> [Exercise] Restate, word for word, every line of the data.

> [Records supplied]

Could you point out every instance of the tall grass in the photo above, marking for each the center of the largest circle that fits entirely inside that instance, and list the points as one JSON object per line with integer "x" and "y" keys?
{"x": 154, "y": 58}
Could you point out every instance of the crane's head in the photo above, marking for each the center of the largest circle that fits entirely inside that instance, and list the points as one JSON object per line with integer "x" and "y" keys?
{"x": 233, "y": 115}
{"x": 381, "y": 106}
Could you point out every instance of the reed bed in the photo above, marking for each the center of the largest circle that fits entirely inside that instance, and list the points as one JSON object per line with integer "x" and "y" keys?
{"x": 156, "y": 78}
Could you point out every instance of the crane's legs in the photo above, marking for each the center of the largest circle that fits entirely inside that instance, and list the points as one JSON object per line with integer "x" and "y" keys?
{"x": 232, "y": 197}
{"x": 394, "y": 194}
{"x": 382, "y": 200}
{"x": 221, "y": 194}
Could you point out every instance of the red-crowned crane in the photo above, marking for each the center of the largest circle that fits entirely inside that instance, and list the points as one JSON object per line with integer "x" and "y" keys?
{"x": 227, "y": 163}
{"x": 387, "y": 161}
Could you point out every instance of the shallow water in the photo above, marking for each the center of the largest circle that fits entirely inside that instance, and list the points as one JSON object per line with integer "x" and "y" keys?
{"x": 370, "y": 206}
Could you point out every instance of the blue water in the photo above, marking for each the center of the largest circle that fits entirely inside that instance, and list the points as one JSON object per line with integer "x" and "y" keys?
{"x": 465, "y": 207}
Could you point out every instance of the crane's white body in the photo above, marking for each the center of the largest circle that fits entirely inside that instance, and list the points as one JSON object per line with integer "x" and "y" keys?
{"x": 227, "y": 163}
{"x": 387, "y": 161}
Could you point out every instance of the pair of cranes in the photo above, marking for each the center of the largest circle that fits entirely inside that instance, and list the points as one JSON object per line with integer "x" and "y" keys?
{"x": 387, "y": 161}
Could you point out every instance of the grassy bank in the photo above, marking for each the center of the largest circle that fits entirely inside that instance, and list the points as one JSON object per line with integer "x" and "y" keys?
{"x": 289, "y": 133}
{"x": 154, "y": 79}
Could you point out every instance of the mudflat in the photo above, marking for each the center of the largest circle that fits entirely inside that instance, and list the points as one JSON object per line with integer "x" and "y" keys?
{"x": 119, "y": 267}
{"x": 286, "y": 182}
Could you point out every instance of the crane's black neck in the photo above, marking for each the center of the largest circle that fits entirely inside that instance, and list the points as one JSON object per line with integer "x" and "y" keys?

> [Full response]
Could you point out every instance of the tall grass in the photo above, marking for each the center of the largest circle that fits entirely inside that instance, and list the points as one JSON object per line with integer "x" and "y" keys?
{"x": 154, "y": 58}
Could you point out every instance of the crane's head in the photo above, marking for each the center of the largest circle that fits entirely inside that instance, and list the points as one JSON object per line with integer "x" and "y" keys?
{"x": 233, "y": 115}
{"x": 381, "y": 106}
Could you point out every instance of the reed bed in the photo above, marking for each the center of the largest circle that fits entirely inside that instance, and list the points as one JSON object per line with integer "x" and "y" keys?
{"x": 156, "y": 78}
Could you point out every instance of the crane's legs in the photo above, marking for each the center of the largest circle that fits entirely inside that instance, and list the points as one JSON object per line with integer "x" and "y" keys?
{"x": 232, "y": 197}
{"x": 394, "y": 194}
{"x": 382, "y": 200}
{"x": 221, "y": 194}
Could you point out every instance of the red-crowned crane in the photo above, marking for each the center of the largest circle that fits entirely inside that instance, and list the points as one JSON object per line with integer "x" and "y" keys?
{"x": 227, "y": 163}
{"x": 387, "y": 161}
Could you point out every instance of the shallow water in the photo above, marking for each the center of the largest circle that fits entirely inside that instance, and list the points as one JSON object per line with integer "x" and "y" keys?
{"x": 370, "y": 206}
Could you point out every instance of the blue water in the photo above, marking for each the center of the largest circle that fits entirely inside that instance, and list the points as one JSON object per line with integer "x" and "y" keys?
{"x": 465, "y": 207}
Could you point out every instance of the crane's white body in the photo above, marking for each the center of the largest circle that fits entirely inside that instance, and list the points as one JSON object per line with integer "x" and "y" keys?
{"x": 227, "y": 163}
{"x": 387, "y": 161}
Could you point out every instance of the pair of cranes in the photo above, marking for each the center of the largest circle that fits entirely inside that instance, and list the points as one JSON object per line with integer "x" and "y" keys?
{"x": 387, "y": 161}
Could you point out every instance of the grassy bank in the photo above, marking for each the center of the largest circle that fits entirely inside that instance, and list the points as one JSON object per line with integer "x" and "y" keys?
{"x": 289, "y": 133}
{"x": 154, "y": 79}
Could you point out every instance of the mudflat in the photo above, marking for each the center of the largest circle that fits entirely inside that instance, and list the points as one JSON object per line with integer "x" and "y" keys?
{"x": 119, "y": 267}
{"x": 286, "y": 182}
Could you point out every instance of the crane's black neck in the photo above, marking for each the center of the largest circle that fits entirely inside that instance, and list the points as one JSON object per line with integer "x" and "y" keys?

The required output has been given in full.